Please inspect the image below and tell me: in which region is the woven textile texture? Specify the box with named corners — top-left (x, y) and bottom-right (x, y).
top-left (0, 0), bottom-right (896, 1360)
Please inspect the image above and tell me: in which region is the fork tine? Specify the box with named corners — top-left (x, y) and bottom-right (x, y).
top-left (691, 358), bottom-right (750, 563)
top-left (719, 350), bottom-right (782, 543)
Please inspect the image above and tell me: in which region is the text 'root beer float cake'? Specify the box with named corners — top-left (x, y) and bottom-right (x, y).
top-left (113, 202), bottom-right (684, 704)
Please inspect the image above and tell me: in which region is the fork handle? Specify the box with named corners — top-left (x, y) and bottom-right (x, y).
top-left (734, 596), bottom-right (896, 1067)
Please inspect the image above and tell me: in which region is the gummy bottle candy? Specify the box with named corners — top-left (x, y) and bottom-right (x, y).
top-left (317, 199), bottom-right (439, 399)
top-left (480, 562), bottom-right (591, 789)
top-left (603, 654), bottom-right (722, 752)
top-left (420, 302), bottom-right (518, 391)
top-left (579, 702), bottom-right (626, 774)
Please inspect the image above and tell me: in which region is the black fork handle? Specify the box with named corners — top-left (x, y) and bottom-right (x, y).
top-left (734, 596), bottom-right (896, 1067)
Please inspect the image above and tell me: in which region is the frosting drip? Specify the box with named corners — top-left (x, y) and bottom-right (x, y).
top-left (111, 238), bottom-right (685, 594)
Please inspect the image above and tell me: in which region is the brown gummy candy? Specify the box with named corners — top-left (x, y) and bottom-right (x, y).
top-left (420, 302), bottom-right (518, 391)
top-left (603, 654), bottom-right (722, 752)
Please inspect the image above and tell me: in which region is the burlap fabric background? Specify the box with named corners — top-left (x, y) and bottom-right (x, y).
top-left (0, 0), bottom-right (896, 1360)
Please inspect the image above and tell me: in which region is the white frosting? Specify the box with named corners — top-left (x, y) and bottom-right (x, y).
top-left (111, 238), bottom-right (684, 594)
########################################
Convert every item above into a numbered list, omitting any blank lines.

## TASK OUTPUT
1. Please inspect the image below and tell me: in which region is the woven textile texture? Specify the box with named corners — top-left (x, y) and bottom-right (x, y).
2. top-left (0, 0), bottom-right (896, 1360)
3. Please inspect the image above and tell me: in which region is the fork tine? Specify the box with named corners — top-left (x, y) and bottom-right (x, y).
4. top-left (691, 358), bottom-right (750, 563)
5. top-left (719, 350), bottom-right (782, 543)
6. Please inspect the image above and tell me: in which region is the text 'root beer float cake'? Specify the box with named corners — top-left (x, y) and bottom-right (x, y).
7. top-left (113, 202), bottom-right (684, 704)
8. Please inspect the image above and tell me: in which region is the fork handle? Specify the box with named corners — top-left (x, y) and bottom-right (x, y).
9. top-left (734, 596), bottom-right (896, 1067)
10. Please inspect the image above and tell me: in which region is the gummy bottle candy? Specify the box with named corners — top-left (x, y) and bottom-right (x, y).
11. top-left (317, 199), bottom-right (439, 399)
12. top-left (480, 562), bottom-right (591, 789)
13. top-left (603, 654), bottom-right (722, 752)
14. top-left (420, 302), bottom-right (518, 391)
15. top-left (579, 702), bottom-right (626, 774)
16. Please inspect the image above and tell me: in which region is the black fork handle? Specify the box with named corners — top-left (x, y) and bottom-right (x, y).
17. top-left (734, 596), bottom-right (896, 1067)
18. Please inspect the image above and tell me: in which region is the frosting drip? Specify the box with named corners — top-left (x, y) and bottom-right (x, y).
19. top-left (111, 238), bottom-right (685, 594)
20. Please inspect the image above and tell me: in which region is the brown gummy candy? Specify the box with named corners — top-left (x, y) and bottom-right (x, y).
21. top-left (420, 302), bottom-right (518, 391)
22. top-left (603, 654), bottom-right (722, 752)
23. Please inspect the image above and tell me: in which region is the burlap fabric background? Specify the box with named corners — top-left (x, y) and bottom-right (x, y).
24. top-left (0, 0), bottom-right (896, 1360)
25. Please inspect the image above and tell me: in which region is the white frosting? Specify the box with named corners — top-left (x, y) and bottom-right (x, y).
26. top-left (111, 238), bottom-right (684, 594)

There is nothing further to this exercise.